Continue the account below of a visit to a first-grade class to talk about Braille and blindness, picking up right after its last line.

+++ Reading passage +++

The philosophy of the National Federation of the Blind is simple and straightforward. Even a child can understand its logic and reason. We know that the blind are simply normal people with all the abilities and capacities of normal people. We know that, through the use of appropriate alternative techniques, the blind can accomplish the important tasks of daily living as efficiently as their sighted peers. We know that with proper training blindness can be reduced to the level of a physical nuisance. Even though the public at large usually assumes that the blind are incapable of doing almost everything, we have shown this to be false. We have shown the truth about blindness in the lives of thousands of our members across the country. If they keep an open mind, members of the public can come to understand our philosophy and the truth about blindness. Even a child can come to understand this truth.

Recently a neighbor asked if I would come to her first grade class and talk to her students about Braille and blindness. I had visited several times in her home, and we were well acquainted. I had made it a point, when my wife and I visited in their home, to show her children Braille, the long white cane, the Braille 'n Speak, and other alternative techniques which the blind use to accomplish various tasks of daily living. I thought she understood the points I was trying to make about blind people's being truly independent through the use of such alternative techniques. As I found out later, I had apparently not been very effective in helping her understand the truth about blindness.

On the appointed day my wife and I drove to the school. We were met at the door by two darling little first-grade girls who took turns speaking lines which they had obviously memorized. They welcomed us and introduced themselves. A few feet away sat a lady whom I presumed to be a teacher. Periodically she prompted the girls on their lines.

After a moment or so one of the girls asked if I would like to place my hands on their shoulders so that they could lead me to their classroom. When I said that I could simply walk along beside them to the classroom, they seemed confused. Their prompter reassured them, so we began walking down the hall. They clearly had not anticipated that I might be able to walk down the hall without being led.

After we had gone only a short distance, the prompter, who was following a few steps behind, said in a clear, controlling tone, "Now we are passing the trophy case." This was apparently a prearranged signal for the 2 little girls immediately said in unison, "Please turn left at the next door." Soon after we turned left and went through the door, the prompter said, "Now what do we say?"

The little girls said, "Now you will turn right and go down twelve steps."

+++ Material provided +++

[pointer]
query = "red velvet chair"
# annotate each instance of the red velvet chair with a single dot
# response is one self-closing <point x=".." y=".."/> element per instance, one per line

+++

Response to this task.
I was to speak in an auditorium arranged like a pit with concentric semicircles of seats leading down to a smaller area, where the speaker could stand to address the class. I had been told that about 100 students would be attending my lecture. As I descended the stairs, my friend, who was already standing at the speaker's position, spotted me and came to meet me. She said in a loud, clear voice, "Hello, Dr. Gardner, you are now on the next to the last step. You have two steps left to go."

I was somewhat taken aback. I paused for just a moment, returned her greeting, and stepped down one step. To my amazement she then said in an even louder voice, as though she wanted to make certain that all in the room could hear, "Now you are on the last step. You have only one step left to go." I began to feel like a public spectacle, like a rat that was being used to demonstrate the correctness of a certain procedure.

When I was seated, my friend turned and introduced me to the class. She said, "Dr. Gardner has come to speak to us about Braille and about how we can help blind people." The picture was now very clear to me. I had visions of what my friend and her fellow teachers must have said to prepare the students for my visit. The emphasis had clearly been on how much help blind people need. They had been taught that a blind person could put his hands on their shoulders so they could lead him around. They had been taught that they should tell the blind person about everything around him like how many steps there were and which step they were on and how many steps were left. Perhaps they also wanted to learn something about Braille, but mostly it seemed they wanted to practice helping a blind person. I modified my lecture to emphasize the abilities of the blind. I talked about how a blind person gets across the street by just using his cane and listening to what is around him. I then asked the class, "So if you see a blind person standing on the street corner, does he need help?" They all shouted in unison, "Yes!"

I then told about an experience that happened to me when I lived in Boise, Idaho. I was standing on a corner in the downtown area when I heard someone jump out of a car on the opposite side of the street. The person slammed the car door and began running toward the corner opposite me. He was shouting something as he ran. I did not pay much attention to him. When he reached the corner, he turned and came running across the street toward me, still shouting as he came. I then realized, to my horror, that he was shouting at me. He was shouting, "Hang on! I'll be there in a second! Just hold on!" He reached me, grabbed my arm, and began hauling me across the street.

I said to him, "Mister, I don't know where you're going, but I'm waiting for a bus on that corner."

After relating this story and several other examples of the way the blind travel efficiently with the long white cane, the students in the class seemed to be getting the picture. Then I asked again, "So, if you see a blind person standing on the street corner, does he need help?"

Most of the students shouted, "No!" A few said "Maybe." I asked how they might determine whether the blind person needed help or not. With only a moment's hesitation, most of the children in the class shouted, "Just ask him!" Even a child can understand the simple truth about the normality and the abilities of the blind.

During my lecture I was vaguely aware that my friend the teacher was acting somewhat uneasy and uncomfortable. At some point she left the front of the class, and that was the last I saw of her that day.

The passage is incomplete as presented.